Requirement:
In the listing below, please print the line that contains "The <instance> blocks" and every line that follows it, exactly.

- - -

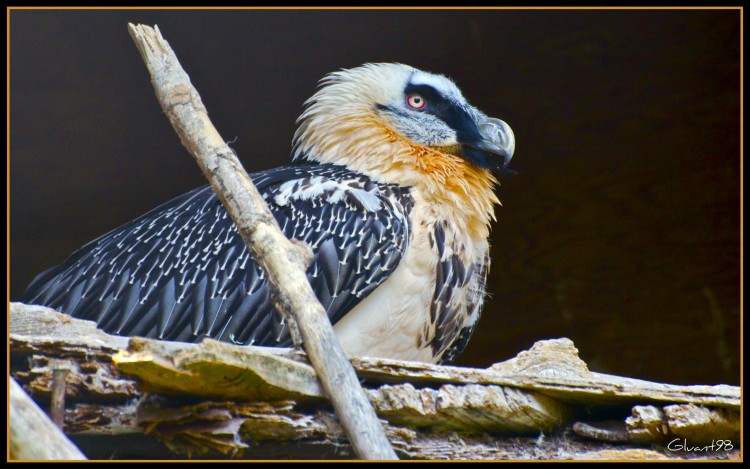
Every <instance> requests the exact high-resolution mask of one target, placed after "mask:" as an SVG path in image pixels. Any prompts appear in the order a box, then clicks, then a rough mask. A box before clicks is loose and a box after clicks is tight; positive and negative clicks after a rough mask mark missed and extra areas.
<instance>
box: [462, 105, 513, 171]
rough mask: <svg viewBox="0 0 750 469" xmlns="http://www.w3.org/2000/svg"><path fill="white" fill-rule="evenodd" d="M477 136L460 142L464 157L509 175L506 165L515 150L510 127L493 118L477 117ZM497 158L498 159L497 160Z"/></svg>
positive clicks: (467, 138) (507, 124)
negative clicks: (481, 120) (477, 131)
mask: <svg viewBox="0 0 750 469" xmlns="http://www.w3.org/2000/svg"><path fill="white" fill-rule="evenodd" d="M478 120H483V122H481V121H480V122H477V130H478V135H477V133H475V134H474V135H471V136H467V137H469V138H467V139H463V141H460V142H459V143H461V145H462V147H463V153H464V157H466V158H467V159H469V161H472V162H474V163H475V164H478V165H480V166H483V167H485V168H488V169H494V170H499V171H501V172H506V173H511V172H512V171H511V170H510V169H508V164H509V163H510V160H511V158H513V152H514V151H515V149H516V139H515V136H514V135H513V130H511V128H510V126H509V125H508V124H506V123H505V122H503V121H501V120H500V119H496V118H494V117H484V116H481V117H479V119H478ZM497 157H500V158H499V159H498V158H497Z"/></svg>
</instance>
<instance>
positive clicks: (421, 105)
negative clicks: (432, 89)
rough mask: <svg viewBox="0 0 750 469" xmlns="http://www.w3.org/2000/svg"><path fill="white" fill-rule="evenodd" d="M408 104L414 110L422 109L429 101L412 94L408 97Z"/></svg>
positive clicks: (415, 94)
mask: <svg viewBox="0 0 750 469" xmlns="http://www.w3.org/2000/svg"><path fill="white" fill-rule="evenodd" d="M406 104H408V105H409V107H410V108H412V109H422V108H423V107H425V105H426V104H427V101H425V100H424V98H423V97H422V96H421V95H418V94H410V95H409V96H407V97H406Z"/></svg>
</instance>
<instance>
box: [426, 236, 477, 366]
mask: <svg viewBox="0 0 750 469" xmlns="http://www.w3.org/2000/svg"><path fill="white" fill-rule="evenodd" d="M431 241H432V243H433V245H436V246H437V250H438V254H439V256H440V261H439V262H438V264H437V269H436V271H435V293H434V294H433V298H432V303H431V304H430V320H431V321H432V323H433V324H434V326H435V336H434V338H433V339H432V341H431V342H430V345H431V346H432V351H433V354H434V356H435V357H440V358H439V362H440V363H450V362H452V361H453V360H454V359H455V358H456V357H458V355H460V354H461V352H463V350H464V348H466V345H467V343H468V342H469V338H470V337H471V334H472V333H473V332H474V327H475V325H476V323H477V321H478V320H479V315H480V311H481V307H482V302H483V300H484V292H485V282H486V279H487V272H488V270H489V263H490V259H489V253H487V254H486V255H485V257H484V258H482V259H480V260H479V261H478V262H476V263H475V264H470V265H469V267H468V268H467V267H466V266H465V264H464V262H463V260H462V259H461V257H460V255H459V254H458V253H457V252H452V253H449V254H447V255H446V252H445V231H444V228H443V226H442V225H441V224H440V223H437V224H435V226H434V228H433V233H432V239H431ZM466 288H468V291H466V293H465V297H464V298H465V301H455V297H454V295H455V294H456V292H457V291H459V290H463V289H466ZM459 299H460V297H459Z"/></svg>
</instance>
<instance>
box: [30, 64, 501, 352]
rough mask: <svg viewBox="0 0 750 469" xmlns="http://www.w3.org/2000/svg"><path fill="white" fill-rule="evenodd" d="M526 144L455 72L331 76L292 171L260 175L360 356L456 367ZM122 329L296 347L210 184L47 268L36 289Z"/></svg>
mask: <svg viewBox="0 0 750 469" xmlns="http://www.w3.org/2000/svg"><path fill="white" fill-rule="evenodd" d="M514 150H515V137H514V134H513V131H512V130H511V128H510V126H509V125H508V124H506V123H505V122H504V121H502V120H500V119H497V118H492V117H489V116H487V115H486V114H484V113H483V112H481V111H480V110H478V109H477V108H476V107H474V106H472V105H471V104H469V103H468V102H467V100H466V99H465V98H464V96H463V94H462V93H461V91H460V90H459V88H458V87H457V85H456V84H455V82H454V81H453V80H451V79H450V78H448V77H446V76H444V75H441V74H435V73H430V72H426V71H422V70H419V69H416V68H413V67H411V66H408V65H405V64H400V63H367V64H364V65H362V66H358V67H353V68H348V69H340V70H338V71H334V72H332V73H330V74H328V75H326V76H325V77H324V78H323V79H322V80H320V82H319V86H318V88H317V90H316V92H315V93H314V94H313V96H312V97H311V98H309V99H308V100H307V101H306V102H305V103H304V106H303V111H302V114H301V115H300V117H299V118H298V119H297V127H296V130H295V133H294V136H293V139H292V148H291V156H292V158H291V162H290V163H289V164H288V165H285V166H281V167H277V168H273V169H269V170H265V171H261V172H257V173H254V174H251V175H250V176H251V178H252V180H253V182H254V184H255V185H256V187H257V188H258V190H259V192H260V193H261V194H262V196H263V199H264V200H265V202H266V203H267V204H268V206H269V208H270V209H271V212H272V214H273V215H274V217H275V218H276V220H277V221H278V223H279V226H280V227H281V229H282V231H283V232H284V234H285V235H286V236H287V237H288V238H290V239H296V240H299V241H303V242H305V243H307V245H309V246H310V248H311V250H312V253H313V256H312V261H311V262H310V264H309V267H308V269H307V272H306V274H307V279H308V280H309V281H310V284H311V286H312V288H313V290H314V292H315V294H316V296H317V297H318V299H319V300H320V302H321V304H322V305H323V307H324V308H325V310H326V313H327V315H328V317H329V319H330V321H331V323H332V324H333V327H334V332H335V333H336V336H337V337H338V339H339V341H340V343H341V345H342V347H343V350H344V351H345V353H346V354H347V355H348V356H374V357H381V358H392V359H401V360H413V361H419V362H426V363H450V362H452V361H453V360H455V358H456V357H457V356H458V355H459V354H460V353H461V352H462V351H463V349H464V348H465V346H466V344H467V342H468V340H469V337H470V336H471V334H472V332H473V331H474V329H475V326H476V324H477V321H478V320H479V317H480V313H481V309H482V305H483V302H484V298H485V293H486V279H487V275H488V271H489V266H490V257H489V241H488V238H489V233H490V225H491V223H492V222H493V221H495V219H496V217H495V212H494V210H495V206H496V205H499V204H500V202H499V199H498V197H497V195H496V193H495V189H496V187H497V186H498V184H499V183H498V177H499V175H500V174H503V173H510V172H512V170H510V169H509V168H508V164H509V162H510V160H511V158H512V156H513V153H514ZM21 301H23V302H24V303H27V304H38V305H43V306H48V307H50V308H53V309H55V310H57V311H60V312H62V313H65V314H68V315H70V316H73V317H76V318H81V319H89V320H93V321H95V322H96V323H97V324H98V327H99V328H100V329H103V330H104V331H106V332H108V333H112V334H116V335H123V336H142V337H148V338H155V339H162V340H170V341H182V342H199V341H201V340H202V339H203V338H213V339H217V340H222V341H226V342H231V343H235V344H240V345H256V346H289V345H290V344H291V342H292V340H291V337H290V332H289V328H288V324H287V323H286V322H285V321H284V318H283V316H282V315H281V314H280V313H279V312H278V311H276V309H275V308H274V306H273V305H272V303H271V299H270V290H269V285H268V283H267V281H266V277H265V274H264V272H263V270H262V269H261V267H260V266H259V265H258V264H257V263H256V262H255V261H254V260H253V259H252V257H251V256H250V253H249V252H248V250H247V248H246V247H245V245H244V243H243V241H242V239H241V238H240V236H239V234H238V231H237V229H236V227H235V225H234V223H233V222H232V220H231V218H230V217H229V216H228V214H227V212H226V210H225V209H224V207H223V206H222V204H221V203H220V201H219V199H218V198H217V197H216V196H215V195H214V193H213V192H212V190H211V188H210V186H204V187H199V188H197V189H194V190H192V191H190V192H188V193H186V194H184V195H182V196H179V197H177V198H175V199H173V200H171V201H169V202H166V203H164V204H163V205H160V206H158V207H156V208H155V209H153V210H151V211H149V212H148V213H146V214H144V215H142V216H140V217H139V218H136V219H134V220H132V221H130V222H128V223H126V224H124V225H123V226H121V227H119V228H116V229H114V230H113V231H111V232H109V233H107V234H105V235H103V236H101V237H100V238H98V239H96V240H94V241H92V242H90V243H88V244H86V245H85V246H83V247H82V248H80V249H79V250H77V251H76V252H74V253H73V254H72V255H71V256H70V257H69V258H68V259H67V260H65V261H64V262H63V263H61V264H60V265H58V266H56V267H52V268H51V269H49V270H46V271H44V272H42V273H40V274H39V275H38V276H37V277H36V278H35V279H34V280H33V281H32V283H31V284H30V285H29V287H28V288H27V289H26V291H25V292H24V294H23V297H22V300H21Z"/></svg>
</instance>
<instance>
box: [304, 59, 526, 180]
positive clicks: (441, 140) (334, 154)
mask: <svg viewBox="0 0 750 469" xmlns="http://www.w3.org/2000/svg"><path fill="white" fill-rule="evenodd" d="M298 123H299V127H298V129H297V132H296V134H295V153H294V156H295V158H307V159H312V160H317V161H324V162H332V163H335V162H340V163H344V164H347V165H350V166H354V167H358V168H357V169H360V170H363V171H365V172H370V171H368V169H370V168H369V166H373V165H374V166H378V167H380V166H382V165H383V164H386V163H393V164H395V165H396V166H400V165H401V164H406V165H408V164H409V163H410V161H408V160H409V159H410V158H409V156H410V155H411V156H415V155H416V156H417V158H416V159H414V160H413V161H411V163H413V164H415V165H416V166H420V165H421V166H428V167H429V166H431V165H430V161H427V160H428V159H429V158H430V157H435V158H436V159H438V160H439V159H441V158H440V157H441V156H448V157H449V158H448V159H451V158H450V157H455V158H460V159H462V160H464V161H465V162H468V163H470V164H471V165H474V166H476V167H478V168H481V169H486V170H500V171H501V172H502V171H503V170H504V169H506V168H507V166H508V163H509V162H510V159H511V157H512V156H513V151H514V149H515V139H514V136H513V131H512V130H511V129H510V127H509V126H508V125H507V124H506V123H505V122H503V121H501V120H500V119H495V118H491V117H488V116H487V115H485V114H484V113H482V112H481V111H479V110H478V109H477V108H475V107H474V106H472V105H470V104H469V103H468V102H466V99H465V98H464V97H463V95H462V94H461V91H460V90H459V89H458V87H457V86H456V85H455V83H453V81H451V80H450V79H448V78H446V77H444V76H442V75H436V74H432V73H427V72H423V71H421V70H417V69H415V68H413V67H409V66H408V65H402V64H389V63H381V64H366V65H363V66H361V67H357V68H353V69H348V70H341V71H338V72H334V73H331V74H330V75H328V76H326V77H325V78H324V79H323V80H321V83H320V88H319V90H318V91H317V92H316V93H315V94H314V95H313V96H312V97H311V98H310V99H309V100H308V101H307V103H306V110H305V112H304V113H303V114H302V115H301V116H300V118H299V120H298ZM404 153H407V154H404ZM420 156H421V157H420ZM370 158H375V160H374V161H370ZM389 160H390V161H389ZM375 172H376V175H381V174H382V172H381V171H377V170H376V171H375Z"/></svg>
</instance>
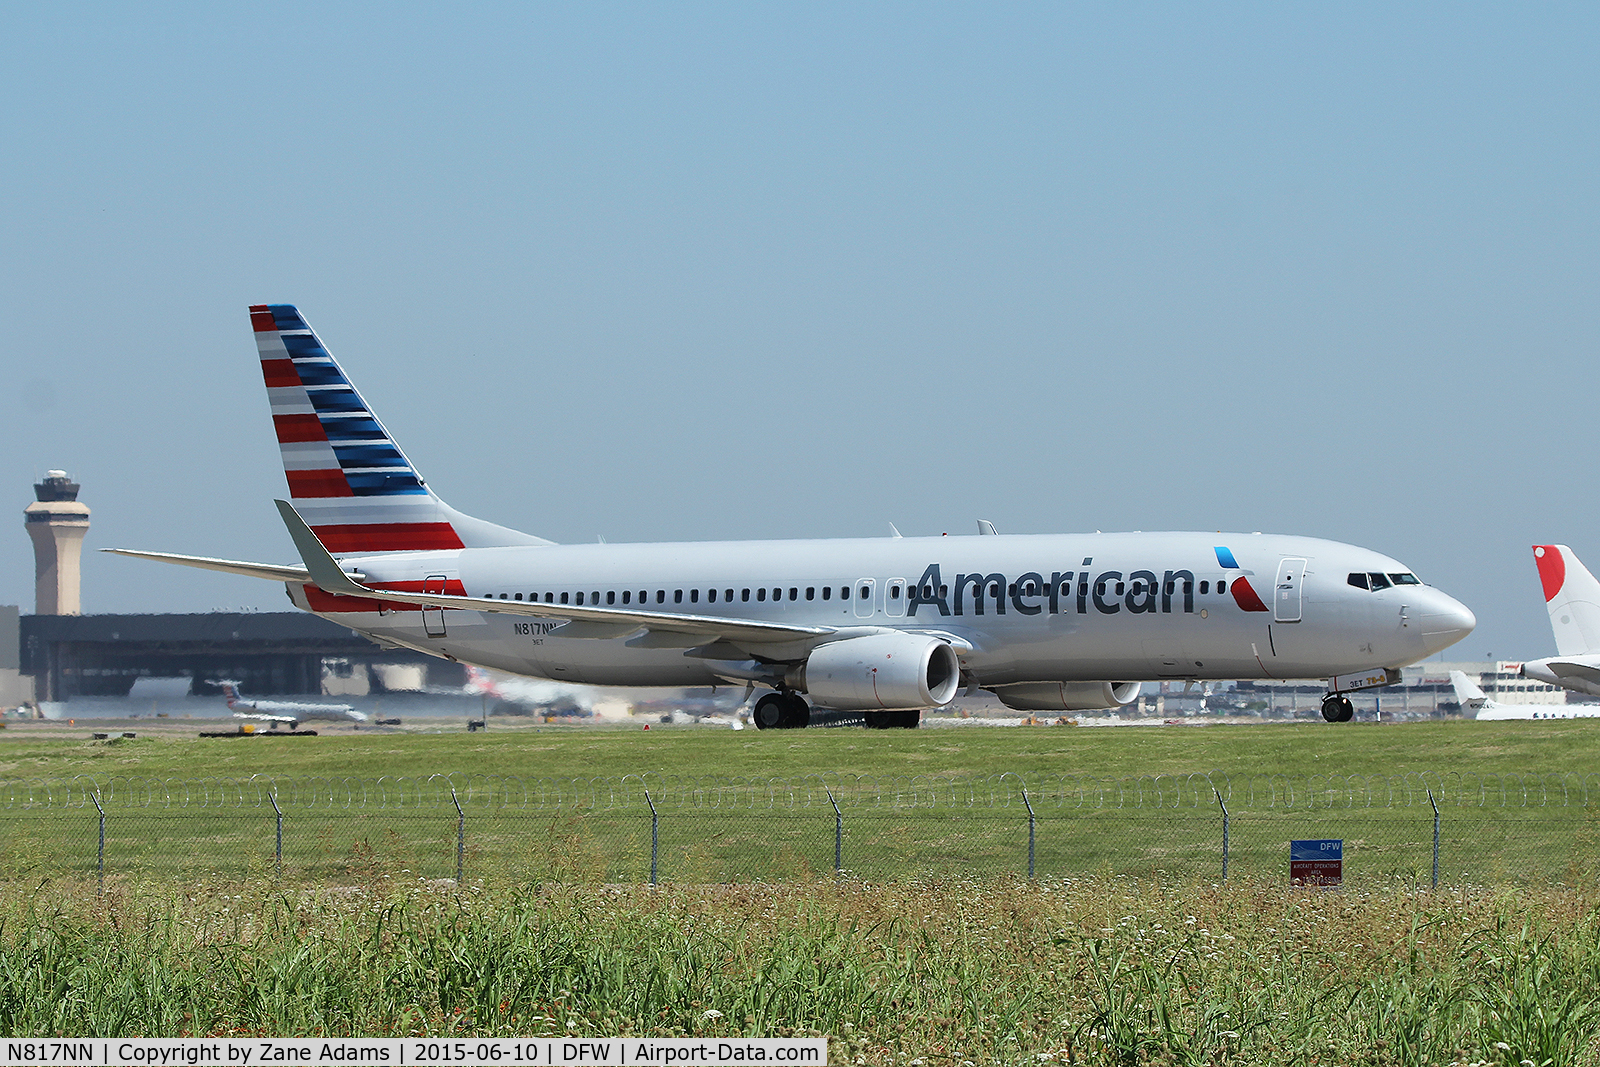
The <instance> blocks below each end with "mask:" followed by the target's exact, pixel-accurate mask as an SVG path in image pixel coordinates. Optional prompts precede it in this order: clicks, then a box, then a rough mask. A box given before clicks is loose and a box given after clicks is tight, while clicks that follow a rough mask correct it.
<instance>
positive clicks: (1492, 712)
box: [1450, 670, 1600, 720]
mask: <svg viewBox="0 0 1600 1067" xmlns="http://www.w3.org/2000/svg"><path fill="white" fill-rule="evenodd" d="M1450 685H1451V688H1454V689H1456V701H1458V702H1459V704H1461V710H1464V712H1472V717H1474V718H1483V720H1491V718H1499V720H1512V718H1597V717H1600V704H1499V702H1496V701H1491V699H1490V697H1488V696H1485V693H1483V689H1482V688H1478V685H1477V683H1475V681H1472V678H1469V677H1467V675H1466V672H1461V670H1451V672H1450Z"/></svg>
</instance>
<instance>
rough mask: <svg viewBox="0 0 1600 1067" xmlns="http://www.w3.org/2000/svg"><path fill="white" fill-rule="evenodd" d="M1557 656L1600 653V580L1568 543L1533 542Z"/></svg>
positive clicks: (1569, 655)
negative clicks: (1596, 577)
mask: <svg viewBox="0 0 1600 1067" xmlns="http://www.w3.org/2000/svg"><path fill="white" fill-rule="evenodd" d="M1533 561H1534V563H1536V565H1538V566H1539V582H1541V584H1542V585H1544V601H1546V608H1549V611H1550V629H1552V630H1555V654H1557V656H1582V654H1584V653H1600V581H1595V576H1594V574H1590V573H1589V568H1586V566H1584V565H1582V563H1581V561H1579V560H1578V557H1576V555H1573V550H1571V549H1568V547H1566V545H1565V544H1536V545H1533Z"/></svg>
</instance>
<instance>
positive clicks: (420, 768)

- - -

Answer to the problem:
The <instance> blocks below each end with "mask:" followed by the target's exact, pixel-accurate mask as an SVG path in image pixel coordinates. Optional prompts precede it in this order: clicks, then a box, then a rough mask. A box given before clicks is loose and a box given after clicks is tight, while clicks that follow a rough mask correct it.
<instance>
positive clicks: (1492, 712)
box: [1450, 670, 1600, 720]
mask: <svg viewBox="0 0 1600 1067" xmlns="http://www.w3.org/2000/svg"><path fill="white" fill-rule="evenodd" d="M1450 685H1451V688H1454V689H1456V701H1458V702H1459V704H1461V710H1464V712H1472V717H1474V718H1483V720H1491V718H1499V720H1512V718H1597V717H1600V704H1499V702H1496V701H1491V699H1490V697H1488V696H1485V693H1483V689H1482V688H1478V685H1477V683H1475V681H1472V678H1469V677H1467V675H1466V672H1461V670H1451V672H1450Z"/></svg>
</instance>
<instance>
rough mask: <svg viewBox="0 0 1600 1067" xmlns="http://www.w3.org/2000/svg"><path fill="white" fill-rule="evenodd" d="M1557 656L1600 653V580L1568 543L1533 542Z"/></svg>
positive clicks: (1569, 655)
negative clicks: (1596, 577)
mask: <svg viewBox="0 0 1600 1067" xmlns="http://www.w3.org/2000/svg"><path fill="white" fill-rule="evenodd" d="M1533 561H1534V563H1536V565H1538V566H1539V582H1541V584H1542V585H1544V601H1546V608H1549V611H1550V629H1552V630H1555V654H1557V656H1582V654H1584V653H1600V581H1595V576H1594V574H1590V573H1589V568H1586V566H1584V565H1582V563H1581V561H1579V560H1578V557H1576V555H1573V550H1571V549H1568V547H1566V545H1565V544H1536V545H1533Z"/></svg>
</instance>
<instance>
positive clicks: (420, 768)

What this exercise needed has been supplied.